The records start

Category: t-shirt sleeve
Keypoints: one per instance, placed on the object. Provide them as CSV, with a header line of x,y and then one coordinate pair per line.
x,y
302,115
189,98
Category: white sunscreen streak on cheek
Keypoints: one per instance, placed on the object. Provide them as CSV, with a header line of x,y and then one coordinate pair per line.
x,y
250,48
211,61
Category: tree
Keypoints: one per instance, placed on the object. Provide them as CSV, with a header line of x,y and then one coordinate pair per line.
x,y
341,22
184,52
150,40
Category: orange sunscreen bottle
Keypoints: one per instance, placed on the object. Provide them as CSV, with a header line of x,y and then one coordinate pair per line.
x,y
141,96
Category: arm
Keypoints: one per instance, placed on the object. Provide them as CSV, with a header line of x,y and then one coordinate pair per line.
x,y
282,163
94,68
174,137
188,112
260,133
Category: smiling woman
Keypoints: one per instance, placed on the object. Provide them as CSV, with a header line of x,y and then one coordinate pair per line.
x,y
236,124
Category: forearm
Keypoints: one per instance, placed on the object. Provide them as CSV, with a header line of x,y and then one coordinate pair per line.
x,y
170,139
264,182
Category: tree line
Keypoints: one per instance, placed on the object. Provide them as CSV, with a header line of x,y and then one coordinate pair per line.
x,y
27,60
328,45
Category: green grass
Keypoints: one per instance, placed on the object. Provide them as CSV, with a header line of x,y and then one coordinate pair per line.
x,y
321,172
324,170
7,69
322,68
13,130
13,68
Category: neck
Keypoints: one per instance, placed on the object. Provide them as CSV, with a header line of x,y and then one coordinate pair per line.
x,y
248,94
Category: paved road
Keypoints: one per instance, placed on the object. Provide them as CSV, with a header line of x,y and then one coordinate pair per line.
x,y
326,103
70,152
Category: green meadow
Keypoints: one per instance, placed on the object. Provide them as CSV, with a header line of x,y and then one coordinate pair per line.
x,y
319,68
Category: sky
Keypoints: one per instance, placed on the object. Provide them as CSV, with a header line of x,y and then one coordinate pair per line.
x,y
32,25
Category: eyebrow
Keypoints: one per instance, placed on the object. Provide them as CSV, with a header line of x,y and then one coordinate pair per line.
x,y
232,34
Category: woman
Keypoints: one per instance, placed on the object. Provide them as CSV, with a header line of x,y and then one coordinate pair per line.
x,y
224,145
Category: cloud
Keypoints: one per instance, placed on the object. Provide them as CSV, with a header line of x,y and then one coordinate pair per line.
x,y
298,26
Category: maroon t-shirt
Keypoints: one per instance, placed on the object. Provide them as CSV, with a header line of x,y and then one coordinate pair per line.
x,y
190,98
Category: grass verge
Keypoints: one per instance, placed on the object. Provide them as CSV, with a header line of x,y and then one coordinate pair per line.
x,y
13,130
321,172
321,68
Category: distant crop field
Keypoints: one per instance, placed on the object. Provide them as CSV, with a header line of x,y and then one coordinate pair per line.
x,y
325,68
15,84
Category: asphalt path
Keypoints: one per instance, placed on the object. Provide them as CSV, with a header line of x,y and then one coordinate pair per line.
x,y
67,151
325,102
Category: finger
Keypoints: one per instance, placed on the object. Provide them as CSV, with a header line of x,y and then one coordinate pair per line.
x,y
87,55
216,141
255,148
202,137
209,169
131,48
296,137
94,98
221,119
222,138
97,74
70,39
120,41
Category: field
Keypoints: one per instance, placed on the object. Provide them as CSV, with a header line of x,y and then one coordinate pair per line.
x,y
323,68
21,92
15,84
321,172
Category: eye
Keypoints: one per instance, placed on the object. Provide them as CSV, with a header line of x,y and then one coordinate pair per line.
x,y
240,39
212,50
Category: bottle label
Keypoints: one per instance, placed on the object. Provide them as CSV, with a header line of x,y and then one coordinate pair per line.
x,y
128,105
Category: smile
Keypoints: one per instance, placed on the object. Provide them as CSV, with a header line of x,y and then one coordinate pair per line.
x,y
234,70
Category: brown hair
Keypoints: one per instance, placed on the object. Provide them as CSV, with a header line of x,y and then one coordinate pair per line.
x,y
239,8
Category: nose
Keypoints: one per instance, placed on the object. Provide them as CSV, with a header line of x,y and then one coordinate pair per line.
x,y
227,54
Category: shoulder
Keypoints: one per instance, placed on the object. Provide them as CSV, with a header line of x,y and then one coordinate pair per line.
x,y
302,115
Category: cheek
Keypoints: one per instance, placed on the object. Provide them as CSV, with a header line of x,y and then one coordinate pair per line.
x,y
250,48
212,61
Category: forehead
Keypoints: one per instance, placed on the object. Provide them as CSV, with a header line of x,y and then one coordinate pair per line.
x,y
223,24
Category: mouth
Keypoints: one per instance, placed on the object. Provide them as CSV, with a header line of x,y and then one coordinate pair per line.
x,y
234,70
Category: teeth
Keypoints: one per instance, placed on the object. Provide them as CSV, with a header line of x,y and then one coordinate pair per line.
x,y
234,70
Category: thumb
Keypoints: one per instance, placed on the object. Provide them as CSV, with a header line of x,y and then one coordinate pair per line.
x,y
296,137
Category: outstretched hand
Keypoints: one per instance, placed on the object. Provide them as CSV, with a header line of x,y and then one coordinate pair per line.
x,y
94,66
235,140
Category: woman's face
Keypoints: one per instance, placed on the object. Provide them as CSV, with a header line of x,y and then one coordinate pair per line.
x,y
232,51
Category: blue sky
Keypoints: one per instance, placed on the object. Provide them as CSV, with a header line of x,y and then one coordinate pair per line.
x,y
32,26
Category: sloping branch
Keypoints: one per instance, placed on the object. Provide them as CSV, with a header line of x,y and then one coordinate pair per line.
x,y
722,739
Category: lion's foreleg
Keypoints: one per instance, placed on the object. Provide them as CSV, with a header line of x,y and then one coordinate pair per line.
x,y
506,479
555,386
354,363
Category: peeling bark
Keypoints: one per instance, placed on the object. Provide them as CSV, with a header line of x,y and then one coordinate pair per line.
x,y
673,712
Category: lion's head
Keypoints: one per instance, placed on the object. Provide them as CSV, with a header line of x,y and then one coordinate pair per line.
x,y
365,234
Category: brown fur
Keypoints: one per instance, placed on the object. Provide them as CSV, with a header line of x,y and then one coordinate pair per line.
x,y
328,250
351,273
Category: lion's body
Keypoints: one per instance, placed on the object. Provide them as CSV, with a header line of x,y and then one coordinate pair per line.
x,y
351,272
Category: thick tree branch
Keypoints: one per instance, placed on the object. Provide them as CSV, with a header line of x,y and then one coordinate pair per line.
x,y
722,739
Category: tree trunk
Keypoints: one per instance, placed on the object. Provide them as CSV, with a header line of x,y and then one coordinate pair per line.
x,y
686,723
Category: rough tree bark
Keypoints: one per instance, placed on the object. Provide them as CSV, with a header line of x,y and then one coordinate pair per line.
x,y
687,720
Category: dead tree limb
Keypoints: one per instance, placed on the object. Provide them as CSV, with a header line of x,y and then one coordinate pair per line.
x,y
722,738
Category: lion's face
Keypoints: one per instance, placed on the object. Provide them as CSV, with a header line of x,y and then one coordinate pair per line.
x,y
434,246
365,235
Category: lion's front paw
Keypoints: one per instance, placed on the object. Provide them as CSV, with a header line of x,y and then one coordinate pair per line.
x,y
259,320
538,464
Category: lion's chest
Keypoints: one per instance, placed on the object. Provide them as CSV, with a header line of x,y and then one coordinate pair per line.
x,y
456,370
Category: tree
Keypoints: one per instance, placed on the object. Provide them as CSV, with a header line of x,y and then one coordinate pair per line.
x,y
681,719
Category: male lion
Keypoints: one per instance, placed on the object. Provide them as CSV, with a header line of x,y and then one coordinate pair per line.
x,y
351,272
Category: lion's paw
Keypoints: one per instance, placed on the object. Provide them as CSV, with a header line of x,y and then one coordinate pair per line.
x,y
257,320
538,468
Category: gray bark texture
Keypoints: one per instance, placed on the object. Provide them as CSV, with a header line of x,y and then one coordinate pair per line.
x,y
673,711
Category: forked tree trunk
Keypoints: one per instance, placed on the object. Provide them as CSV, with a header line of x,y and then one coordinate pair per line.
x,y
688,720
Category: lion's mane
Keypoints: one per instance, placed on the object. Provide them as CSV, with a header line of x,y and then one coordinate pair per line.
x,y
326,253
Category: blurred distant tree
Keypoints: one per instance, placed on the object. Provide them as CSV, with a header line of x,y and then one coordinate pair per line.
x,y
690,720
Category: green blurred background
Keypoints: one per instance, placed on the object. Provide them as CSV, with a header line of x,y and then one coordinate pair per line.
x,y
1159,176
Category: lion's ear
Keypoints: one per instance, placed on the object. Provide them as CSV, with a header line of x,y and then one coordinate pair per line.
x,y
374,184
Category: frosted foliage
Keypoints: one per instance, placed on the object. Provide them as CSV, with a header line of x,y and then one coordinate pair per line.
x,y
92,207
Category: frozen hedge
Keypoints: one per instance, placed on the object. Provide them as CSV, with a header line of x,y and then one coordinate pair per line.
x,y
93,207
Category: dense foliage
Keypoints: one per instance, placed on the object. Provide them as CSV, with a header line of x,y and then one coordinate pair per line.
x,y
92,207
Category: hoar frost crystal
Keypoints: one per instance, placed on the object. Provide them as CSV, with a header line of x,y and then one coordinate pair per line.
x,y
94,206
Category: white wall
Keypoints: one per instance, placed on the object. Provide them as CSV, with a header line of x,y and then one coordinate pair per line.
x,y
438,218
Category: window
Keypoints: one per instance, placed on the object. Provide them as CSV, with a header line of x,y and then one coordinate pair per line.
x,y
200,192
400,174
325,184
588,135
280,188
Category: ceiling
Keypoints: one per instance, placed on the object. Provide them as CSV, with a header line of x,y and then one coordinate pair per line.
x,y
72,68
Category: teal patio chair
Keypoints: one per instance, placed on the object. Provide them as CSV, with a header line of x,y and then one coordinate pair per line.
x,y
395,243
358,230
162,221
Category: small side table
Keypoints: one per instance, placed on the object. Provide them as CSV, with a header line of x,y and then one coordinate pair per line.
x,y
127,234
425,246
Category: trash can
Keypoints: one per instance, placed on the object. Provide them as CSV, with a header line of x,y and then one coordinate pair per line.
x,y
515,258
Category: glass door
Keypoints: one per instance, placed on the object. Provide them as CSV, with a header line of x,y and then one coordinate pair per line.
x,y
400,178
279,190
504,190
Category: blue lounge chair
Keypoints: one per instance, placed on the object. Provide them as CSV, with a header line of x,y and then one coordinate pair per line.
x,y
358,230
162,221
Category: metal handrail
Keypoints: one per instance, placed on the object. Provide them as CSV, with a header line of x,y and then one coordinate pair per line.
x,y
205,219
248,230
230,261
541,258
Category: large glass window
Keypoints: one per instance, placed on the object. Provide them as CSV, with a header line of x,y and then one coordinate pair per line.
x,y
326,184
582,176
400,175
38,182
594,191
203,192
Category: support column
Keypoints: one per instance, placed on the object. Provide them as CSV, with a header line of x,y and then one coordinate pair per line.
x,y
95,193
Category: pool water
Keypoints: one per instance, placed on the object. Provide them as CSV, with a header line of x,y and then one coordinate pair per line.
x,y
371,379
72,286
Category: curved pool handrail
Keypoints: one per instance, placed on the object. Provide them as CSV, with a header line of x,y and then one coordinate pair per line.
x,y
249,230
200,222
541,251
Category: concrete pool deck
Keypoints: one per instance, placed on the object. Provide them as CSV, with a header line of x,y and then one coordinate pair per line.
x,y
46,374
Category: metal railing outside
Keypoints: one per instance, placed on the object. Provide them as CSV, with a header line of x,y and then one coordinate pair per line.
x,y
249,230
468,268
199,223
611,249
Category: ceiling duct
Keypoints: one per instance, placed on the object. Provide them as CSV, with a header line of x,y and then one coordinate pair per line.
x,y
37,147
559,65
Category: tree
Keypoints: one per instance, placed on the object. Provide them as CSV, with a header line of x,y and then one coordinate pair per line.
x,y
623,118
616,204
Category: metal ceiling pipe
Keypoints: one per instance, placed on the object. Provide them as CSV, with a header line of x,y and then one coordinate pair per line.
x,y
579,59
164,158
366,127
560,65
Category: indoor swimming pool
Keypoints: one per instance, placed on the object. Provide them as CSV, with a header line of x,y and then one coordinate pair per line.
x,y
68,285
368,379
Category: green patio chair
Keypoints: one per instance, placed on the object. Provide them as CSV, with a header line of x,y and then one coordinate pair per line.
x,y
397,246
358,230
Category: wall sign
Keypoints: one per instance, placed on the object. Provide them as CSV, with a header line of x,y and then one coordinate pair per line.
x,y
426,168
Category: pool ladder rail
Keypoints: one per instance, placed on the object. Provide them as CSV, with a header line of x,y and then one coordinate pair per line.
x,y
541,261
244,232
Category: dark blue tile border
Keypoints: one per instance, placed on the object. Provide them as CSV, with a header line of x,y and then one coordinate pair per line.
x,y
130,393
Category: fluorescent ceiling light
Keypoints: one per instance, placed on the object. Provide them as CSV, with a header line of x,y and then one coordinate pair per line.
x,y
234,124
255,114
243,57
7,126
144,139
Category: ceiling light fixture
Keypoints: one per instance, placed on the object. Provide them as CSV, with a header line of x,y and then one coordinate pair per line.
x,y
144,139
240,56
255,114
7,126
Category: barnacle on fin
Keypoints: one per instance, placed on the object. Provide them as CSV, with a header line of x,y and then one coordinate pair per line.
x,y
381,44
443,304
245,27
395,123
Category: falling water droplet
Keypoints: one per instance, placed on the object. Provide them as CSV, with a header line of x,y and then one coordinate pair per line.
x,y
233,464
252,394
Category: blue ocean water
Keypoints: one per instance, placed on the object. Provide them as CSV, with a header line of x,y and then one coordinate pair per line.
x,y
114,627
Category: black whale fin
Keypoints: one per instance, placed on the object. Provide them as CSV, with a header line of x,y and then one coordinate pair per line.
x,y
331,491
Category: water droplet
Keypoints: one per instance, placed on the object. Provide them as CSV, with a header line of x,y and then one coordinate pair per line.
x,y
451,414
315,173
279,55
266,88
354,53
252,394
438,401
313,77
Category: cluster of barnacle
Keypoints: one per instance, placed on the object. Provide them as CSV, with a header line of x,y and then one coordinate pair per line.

The records end

Written exercise
Begin at the line containing "Category: wall sign" and reproduce each line through the end of the records above.

Written response
Category: wall sign
Keypoints: one per instance, placed on the object. Provide them as CSV, with a header line of x,y and then one coordinate pair per line.
x,y
426,168
Category: pool ladder rail
Keypoints: one per instance, placed on the object. Provide them as CSV, with a header line of x,y and then one coordinate pair per line.
x,y
541,261
244,232
Category: dark blue tile border
Keypoints: one per instance, placed on the object. Provide them as CSV, with a header line of x,y and then one coordinate pair per line.
x,y
130,393
Category: fluorescent ceiling light
Keypoints: one per instance, placed on the object. Provide them as CSV, with a header line of x,y and then one coordinate pair per line.
x,y
234,124
255,114
243,57
7,126
144,139
Category: ceiling light fixture
Keypoints: one per instance, placed on the object. Provide them as CSV, with a header line of x,y and then one coordinate pair per line.
x,y
144,139
240,56
255,114
7,126
Category: barnacle on fin
Keypoints: one per instance, placed on the object. Provide them as CSV, with a header line of x,y and then one coordinate pair per line.
x,y
381,44
443,304
245,27
395,123
Category: falling water droplet
Keypoints: one per instance, placed on the object. Provide them as CSV, with a header line of x,y and then one coordinate pair per line.
x,y
233,464
252,394
Category: blue ocean water
Keypoints: one per instance, placed on the object. Provide them as CSV, with a header line of x,y and then one coordinate pair per line.
x,y
114,627
Category: black whale fin
Keypoints: one per instance, placed on the object. Provide them as CSV, with a header line of x,y and then one coordinate pair per line.
x,y
331,491
Category: water droplet
Keypoints: one per instance, placed on the object. Provide them as CSV, with a header line of x,y and then one coordinate pair per line.
x,y
451,414
315,173
279,55
266,88
354,53
252,394
438,401
313,77
Category: cluster of barnacle
Keypoints: one per instance, placed on the object. Provide them as CSV, with a header line of x,y and then one coordinate pair per line.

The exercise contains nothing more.